§ **Liste des tâches**
• a. D'après l'extrait, de quoi l'acquéreur de mauvaise foi sera-t-il tenu ?
• b. Traduisez en anglais cette phrase de l'extrait : « En d'autres termes, et en appliquant à cet acquéreur les règles générales posées par l'article 76 précité, l'acquéreur de bonne foi ne doit que le prix qu'il a lui-même reçu lors de la sous aliénation ; alors que l'acquéreur de mauvaise foi sera tenu de la valeur actuelle de la chose aliénée. »
• c. Veuillez reproduire à l'identique tout le passage de l'extrait allant de « Ce dernier aura » jusqu'à « de la vente. ».

§ **Extrait**
L'exigence de cette dernière lui évitera
d'être poursuivi pour complicité de fraude et partant,
déclaré civilement responsable du préjudice causé
au créancier.
Ce dernier aura la possibilité de diriger donc son
action, contre le premier acquéreur pour le paiement de l'indu par
application des dispositions de l'article 76 du Dahir formant code des
obligations et contrats qui stipule que « si celui qui a reçu
de bonne foi a vendu la chose, il n'est tenu qu'à restituer le prix de
vente ou à céder les actions qu'il a contre l'acheteur, s'il
était encore de bonne foi au moment de la vente.
En d'autres termes, et en appliquant à cet
acquéreur les règles générales posées par
l'article 76 précité, l'acquéreur de bonne foi ne doit que
le prix qu'il a lui-même reçu lors de la sous
aliénation ; alors que l'acquéreur de mauvaise foi sera tenu
de la valeur actuelle de la chose aliénée.

[Enregistrements de données]

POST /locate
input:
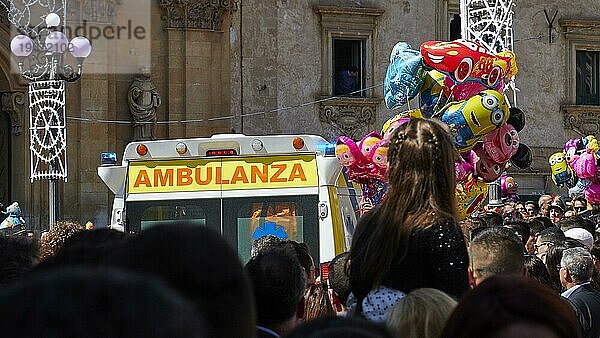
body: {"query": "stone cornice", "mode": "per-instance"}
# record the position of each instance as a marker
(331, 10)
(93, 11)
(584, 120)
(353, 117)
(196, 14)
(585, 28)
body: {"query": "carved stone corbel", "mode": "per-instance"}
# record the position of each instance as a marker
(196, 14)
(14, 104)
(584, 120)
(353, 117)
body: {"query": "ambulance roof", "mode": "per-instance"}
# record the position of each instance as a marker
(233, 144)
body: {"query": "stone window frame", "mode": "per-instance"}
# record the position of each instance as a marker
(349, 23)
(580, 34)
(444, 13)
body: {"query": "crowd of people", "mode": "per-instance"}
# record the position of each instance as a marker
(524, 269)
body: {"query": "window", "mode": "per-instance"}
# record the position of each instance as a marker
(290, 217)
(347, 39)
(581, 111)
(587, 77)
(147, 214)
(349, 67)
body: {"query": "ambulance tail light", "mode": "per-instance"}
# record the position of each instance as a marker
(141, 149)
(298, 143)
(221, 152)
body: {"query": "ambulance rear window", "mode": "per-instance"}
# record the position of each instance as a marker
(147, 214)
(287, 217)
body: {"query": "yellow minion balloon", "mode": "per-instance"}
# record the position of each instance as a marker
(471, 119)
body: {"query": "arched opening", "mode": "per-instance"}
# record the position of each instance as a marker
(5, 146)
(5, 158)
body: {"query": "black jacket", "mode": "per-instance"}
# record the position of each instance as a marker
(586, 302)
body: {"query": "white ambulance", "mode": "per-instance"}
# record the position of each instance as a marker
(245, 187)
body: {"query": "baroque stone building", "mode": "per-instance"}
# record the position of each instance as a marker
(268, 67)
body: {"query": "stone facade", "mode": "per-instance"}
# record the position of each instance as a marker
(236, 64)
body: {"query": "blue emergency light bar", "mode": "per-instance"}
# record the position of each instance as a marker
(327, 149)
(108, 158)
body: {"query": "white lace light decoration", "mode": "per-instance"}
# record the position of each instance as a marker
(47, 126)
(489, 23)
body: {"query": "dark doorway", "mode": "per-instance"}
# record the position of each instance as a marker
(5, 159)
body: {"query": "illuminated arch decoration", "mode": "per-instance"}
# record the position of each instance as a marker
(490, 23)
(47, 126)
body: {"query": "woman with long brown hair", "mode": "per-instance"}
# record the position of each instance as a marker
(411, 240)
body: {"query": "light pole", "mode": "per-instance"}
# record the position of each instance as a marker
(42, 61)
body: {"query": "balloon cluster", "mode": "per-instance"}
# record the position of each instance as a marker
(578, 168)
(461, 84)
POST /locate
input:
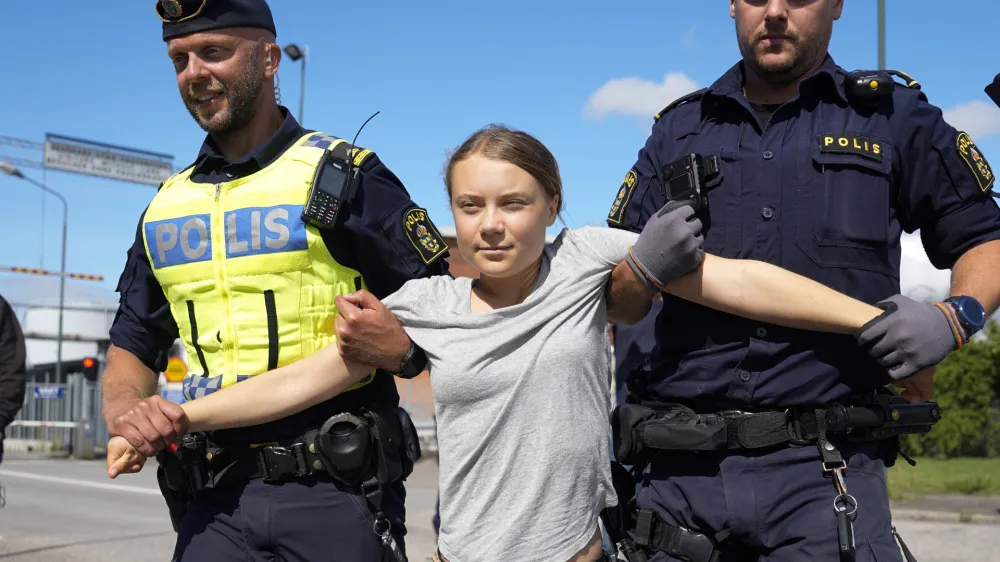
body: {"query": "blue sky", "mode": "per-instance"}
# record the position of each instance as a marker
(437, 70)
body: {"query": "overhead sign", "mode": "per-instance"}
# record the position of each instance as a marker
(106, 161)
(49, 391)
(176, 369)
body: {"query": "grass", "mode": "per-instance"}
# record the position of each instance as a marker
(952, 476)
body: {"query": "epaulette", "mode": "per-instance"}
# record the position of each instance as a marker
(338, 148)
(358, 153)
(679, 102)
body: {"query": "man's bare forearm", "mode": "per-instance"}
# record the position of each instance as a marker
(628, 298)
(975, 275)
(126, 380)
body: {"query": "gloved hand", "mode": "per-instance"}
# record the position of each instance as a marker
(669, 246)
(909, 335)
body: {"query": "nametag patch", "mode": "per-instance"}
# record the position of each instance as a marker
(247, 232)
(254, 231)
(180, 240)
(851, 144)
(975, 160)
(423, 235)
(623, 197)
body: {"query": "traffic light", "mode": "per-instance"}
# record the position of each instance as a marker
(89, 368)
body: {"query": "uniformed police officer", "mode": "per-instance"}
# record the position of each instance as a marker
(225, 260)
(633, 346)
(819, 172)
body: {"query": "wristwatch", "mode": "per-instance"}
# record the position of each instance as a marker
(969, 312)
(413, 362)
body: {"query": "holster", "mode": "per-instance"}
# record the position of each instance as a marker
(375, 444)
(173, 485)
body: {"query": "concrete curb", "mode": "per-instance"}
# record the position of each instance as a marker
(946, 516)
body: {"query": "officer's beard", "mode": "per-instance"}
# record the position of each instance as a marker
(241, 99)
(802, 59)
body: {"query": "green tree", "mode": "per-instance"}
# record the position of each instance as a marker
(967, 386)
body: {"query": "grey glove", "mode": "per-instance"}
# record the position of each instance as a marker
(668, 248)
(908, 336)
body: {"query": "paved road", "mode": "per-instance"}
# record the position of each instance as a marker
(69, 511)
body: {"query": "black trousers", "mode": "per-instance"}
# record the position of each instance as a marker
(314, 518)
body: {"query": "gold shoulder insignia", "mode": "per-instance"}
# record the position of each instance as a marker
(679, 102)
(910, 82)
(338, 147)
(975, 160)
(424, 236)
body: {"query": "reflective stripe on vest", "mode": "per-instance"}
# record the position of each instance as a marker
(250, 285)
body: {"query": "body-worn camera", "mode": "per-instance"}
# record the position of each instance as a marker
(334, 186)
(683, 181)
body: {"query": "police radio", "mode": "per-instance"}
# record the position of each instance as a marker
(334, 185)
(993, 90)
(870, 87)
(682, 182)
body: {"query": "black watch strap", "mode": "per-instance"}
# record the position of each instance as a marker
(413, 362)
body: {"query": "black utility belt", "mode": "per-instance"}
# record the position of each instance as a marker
* * *
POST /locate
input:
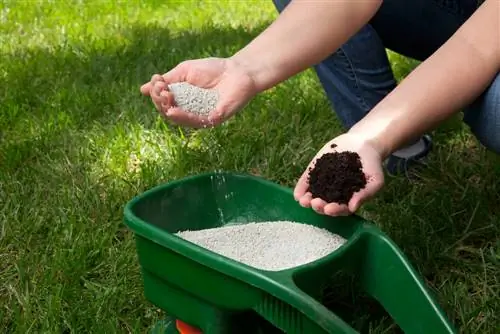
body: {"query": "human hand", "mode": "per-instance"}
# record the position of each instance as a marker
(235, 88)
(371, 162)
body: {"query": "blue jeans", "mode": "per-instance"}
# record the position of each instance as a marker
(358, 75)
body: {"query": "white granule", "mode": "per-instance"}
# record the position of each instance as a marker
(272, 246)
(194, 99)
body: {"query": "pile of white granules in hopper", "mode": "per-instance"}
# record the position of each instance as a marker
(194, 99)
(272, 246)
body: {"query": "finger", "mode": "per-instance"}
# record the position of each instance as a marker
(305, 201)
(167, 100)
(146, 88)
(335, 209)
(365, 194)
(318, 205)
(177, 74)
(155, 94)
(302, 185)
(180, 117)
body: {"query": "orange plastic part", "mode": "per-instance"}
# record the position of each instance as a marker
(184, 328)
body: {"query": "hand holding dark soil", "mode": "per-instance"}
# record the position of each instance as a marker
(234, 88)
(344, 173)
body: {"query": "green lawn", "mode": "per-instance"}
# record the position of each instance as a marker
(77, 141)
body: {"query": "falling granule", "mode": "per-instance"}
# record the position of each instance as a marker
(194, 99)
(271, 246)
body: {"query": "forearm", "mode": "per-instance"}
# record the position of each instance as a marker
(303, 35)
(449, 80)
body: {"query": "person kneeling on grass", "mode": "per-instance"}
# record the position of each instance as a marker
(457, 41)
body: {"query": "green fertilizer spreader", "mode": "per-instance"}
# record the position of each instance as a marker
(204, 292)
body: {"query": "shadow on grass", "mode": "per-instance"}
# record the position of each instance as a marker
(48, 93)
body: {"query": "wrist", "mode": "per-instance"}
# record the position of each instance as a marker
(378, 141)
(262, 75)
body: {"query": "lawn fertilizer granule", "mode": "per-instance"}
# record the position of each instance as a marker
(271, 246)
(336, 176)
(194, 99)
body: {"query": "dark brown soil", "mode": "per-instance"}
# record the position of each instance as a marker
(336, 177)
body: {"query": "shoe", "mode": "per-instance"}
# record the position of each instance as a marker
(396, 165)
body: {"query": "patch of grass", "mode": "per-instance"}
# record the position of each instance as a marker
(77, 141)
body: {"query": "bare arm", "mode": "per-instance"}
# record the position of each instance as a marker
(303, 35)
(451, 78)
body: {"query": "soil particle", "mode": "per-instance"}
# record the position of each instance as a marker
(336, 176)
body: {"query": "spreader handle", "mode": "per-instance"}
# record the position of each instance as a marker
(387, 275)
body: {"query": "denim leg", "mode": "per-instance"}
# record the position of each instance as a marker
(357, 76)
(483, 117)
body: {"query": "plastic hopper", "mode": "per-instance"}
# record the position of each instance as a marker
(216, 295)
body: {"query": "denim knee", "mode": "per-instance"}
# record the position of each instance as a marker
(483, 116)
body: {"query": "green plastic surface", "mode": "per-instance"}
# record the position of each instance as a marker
--
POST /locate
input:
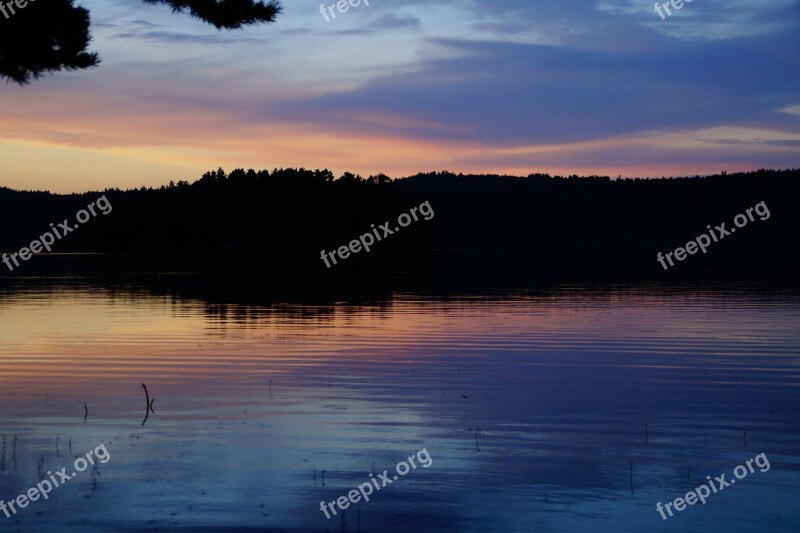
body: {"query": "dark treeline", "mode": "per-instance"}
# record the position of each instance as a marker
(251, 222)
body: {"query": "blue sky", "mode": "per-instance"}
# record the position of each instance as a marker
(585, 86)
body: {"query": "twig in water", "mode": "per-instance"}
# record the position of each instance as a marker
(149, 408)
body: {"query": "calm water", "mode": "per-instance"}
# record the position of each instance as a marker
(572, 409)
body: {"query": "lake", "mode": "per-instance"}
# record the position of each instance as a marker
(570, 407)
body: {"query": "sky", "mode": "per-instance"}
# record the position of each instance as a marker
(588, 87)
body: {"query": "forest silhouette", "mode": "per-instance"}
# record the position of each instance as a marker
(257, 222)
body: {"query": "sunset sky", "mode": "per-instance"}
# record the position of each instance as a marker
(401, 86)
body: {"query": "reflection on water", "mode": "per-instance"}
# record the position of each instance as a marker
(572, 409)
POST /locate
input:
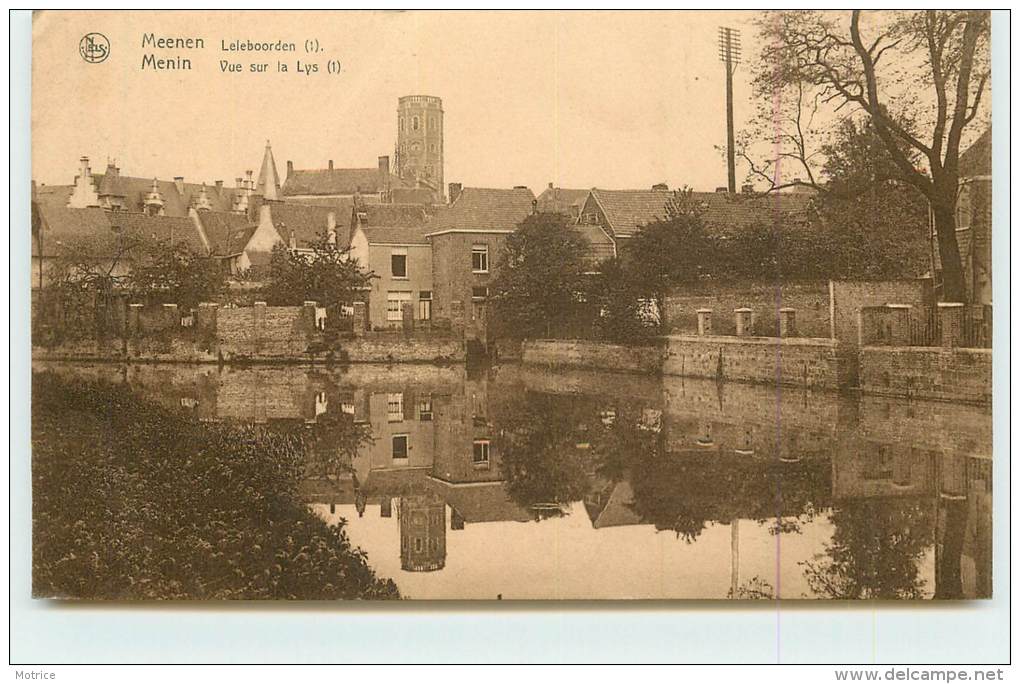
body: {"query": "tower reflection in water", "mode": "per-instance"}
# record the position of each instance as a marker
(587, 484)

§ **Solutions complètes**
• a. De la valeur actuelle de la chose aliénée.

• b. In other words, applying to this purchaser the general rules laid down by the aforementioned Article 76, the good-faith purchaser owes only the price personally received at the time of the sub-alienation, whereas the bad-faith purchaser will be liable for the present value of the thing alienated.

• c.
Ce dernier aura la possibilité de diriger donc son
action, contre le premier acquéreur pour le paiement de l'indu par
application des dispositions de l'article 76 du Dahir formant code des
obligations et contrats qui stipule que « si celui qui a reçu
de bonne foi a vendu la chose, il n'est tenu qu'à restituer le prix de
vente ou à céder les actions qu'il a contre l'acheteur, s'il
était encore de bonne foi au moment de la vente.